TASK GOAL. Gather each line of the records below that contains the word "locate", and copy those lines in full. Matching is case-sensitive.
Start DATASET CONTENT
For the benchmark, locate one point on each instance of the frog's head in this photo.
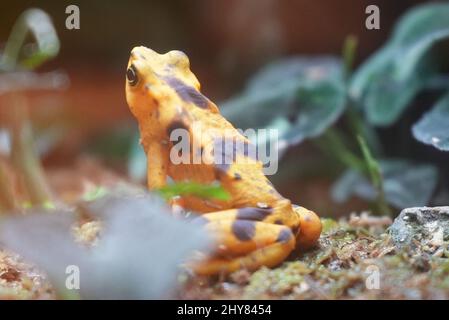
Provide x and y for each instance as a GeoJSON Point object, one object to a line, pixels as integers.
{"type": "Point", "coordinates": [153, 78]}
End DATASET CONTENT
Start DATASET CONTENT
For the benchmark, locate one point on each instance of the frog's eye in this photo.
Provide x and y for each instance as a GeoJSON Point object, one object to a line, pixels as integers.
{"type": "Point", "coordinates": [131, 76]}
End DATASET CONTENT
Start DATASET CONTENT
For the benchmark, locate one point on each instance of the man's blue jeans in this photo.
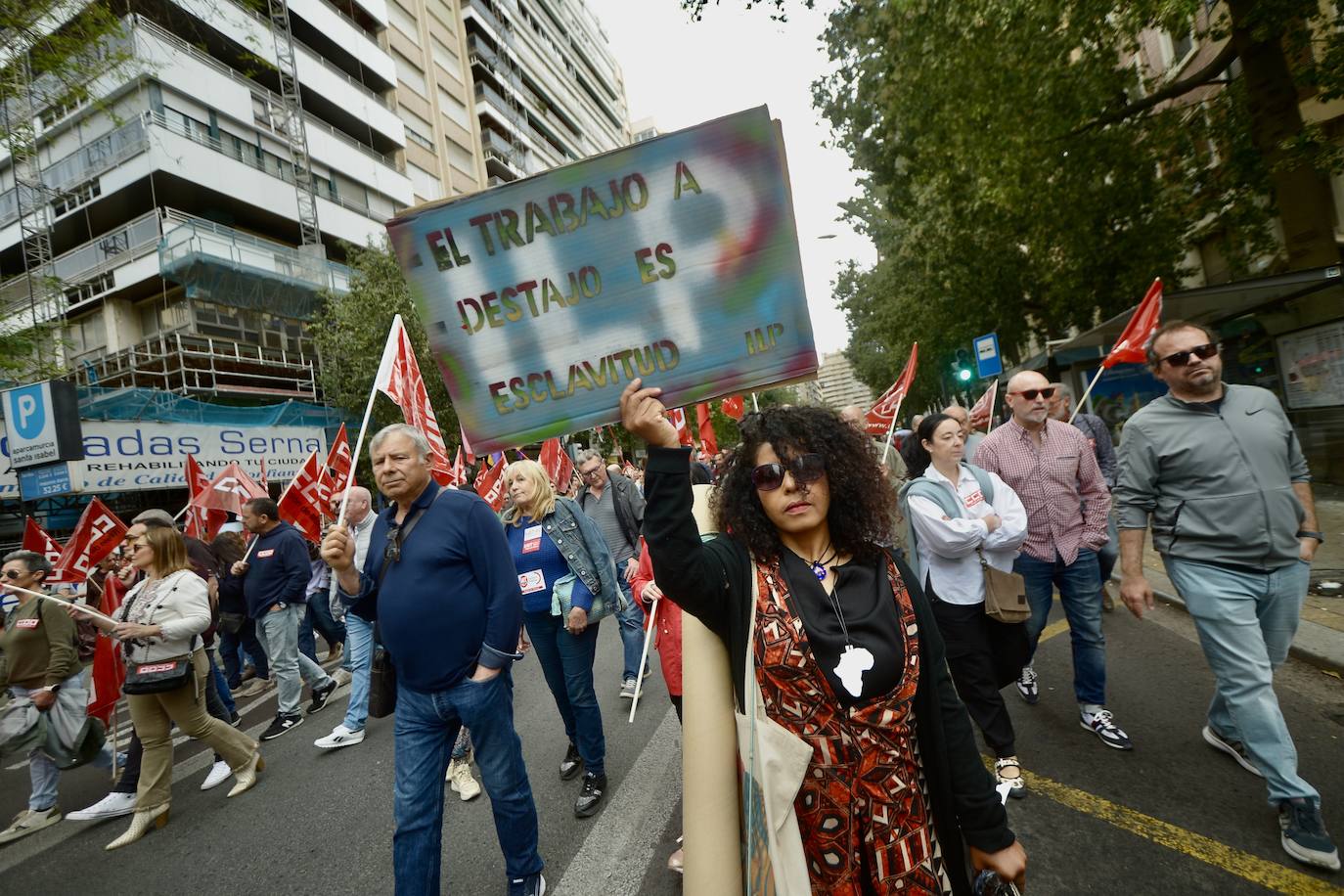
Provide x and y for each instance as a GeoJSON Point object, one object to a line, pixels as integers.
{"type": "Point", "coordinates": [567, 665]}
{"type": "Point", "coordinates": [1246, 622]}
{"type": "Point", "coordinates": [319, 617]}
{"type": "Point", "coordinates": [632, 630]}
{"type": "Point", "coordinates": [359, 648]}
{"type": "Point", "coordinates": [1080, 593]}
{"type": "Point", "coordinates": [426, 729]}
End DATASET CONTENT
FINISHED TASK.
For the benchmark, locate one point on each instance of the frog's head in this photo.
For the benchmark, locate one point on each instance of the frog's eye in this photo.
For the benchmark, locate one point on each instance of the man's blue jeans in this photo.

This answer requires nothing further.